Rewrite the Physics 30 text from "This document outlines" to "12 Diploma Examinations.", switching "sample items" to "example items".
>> Begin SOURCE
This document outlines the use of machine-scorable open-ended questions in the 
evaluation of Physics 30. It is primarily designed for use by classroom 
teachers of Physics 30, though it can be modified for use by teachers of 
Physics 10 and Physics 20. The sample items provided were originally asked in 
multiple-choice form on Grade 12 Diploma Examinations. 

The use of machine-scorable open-ended questions is being considered for the 
1991 series of Diploma Examinations in Physics 30, and such questions are 
being introduced on the 1990 field tests. Students writing these field tests 
should be made familiar with the use of this item format. 

The document can also be used for professional inservice at the school or 
jurisdiction level. In this case, supplementary materials suitable to local 
needs could be added to the basic foundation provided here. 

To obtain further copies, or to make comments about this document, you are 
invited to contact: 


Jack Edwards 

Examination Manager, Physics 30 

Student Evaluation and Records Branch 

Alberta Education 

Box 43, Devonian Building 

11160 Jasper Avenue 

Edmonton, Alberta 

T5K 0L2 

427-2948 Fax: 422-4200 


SEPTEMBER 1989 


IV 


INTRODUCTION TO MACHINE-SCORABLE OPEN-ENDED ITEMS 


It is now possible to have students derive the answer to an item and record 
the answer in a machine-readable form. Final answers can be expressed as a 
single number or as a sequence of numbers. This item format can be used as an 
alternative to multiple-choice, to sequencing, or to matching formats.
>> End SOURCE
>> Begin DATA PROVIDED
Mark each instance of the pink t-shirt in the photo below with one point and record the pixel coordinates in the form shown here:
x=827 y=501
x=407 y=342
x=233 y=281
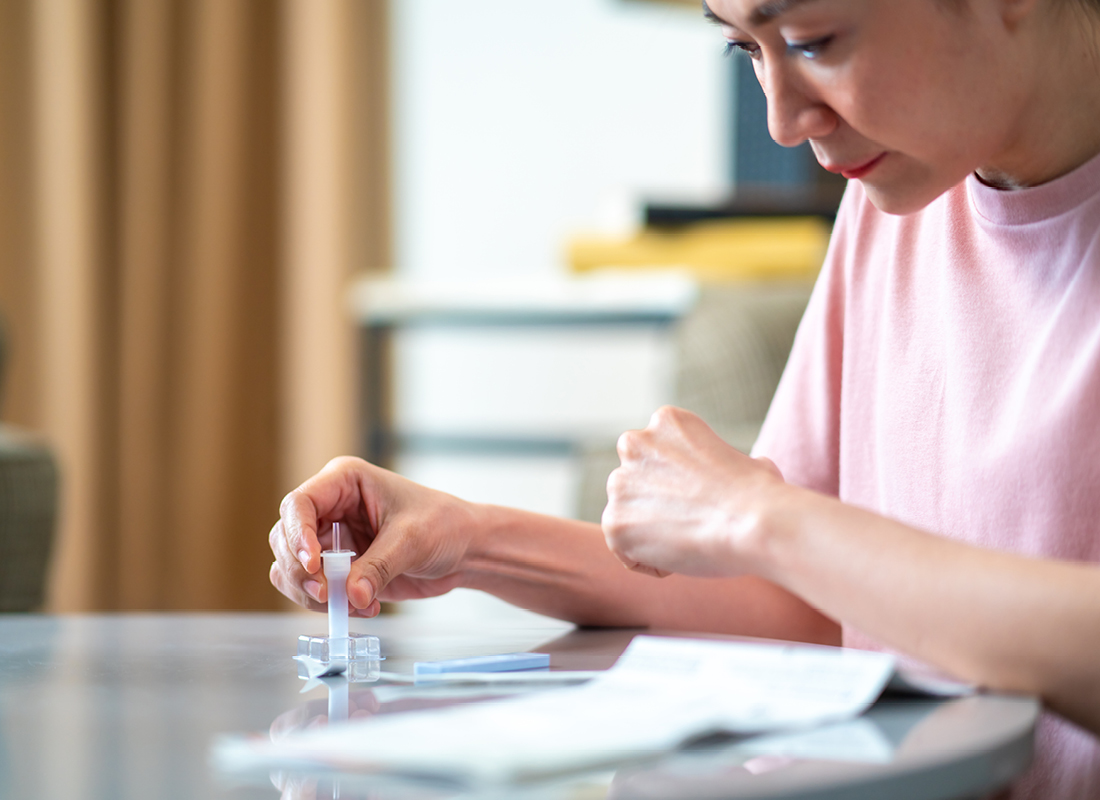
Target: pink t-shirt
x=947 y=374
>> End DATA PROVIDED
ANSWER TO THE TASK -
This document outlines the use of machine-scorable open-ended questions in the 
evaluation of Physics 30. It is primarily designed for use by classroom 
teachers of Physics 30, though it can be modified for use by teachers of 
Physics 10 and Physics 20. The example items provided were originally asked in 
multiple-choice form on Grade 12 Diploma Examinations.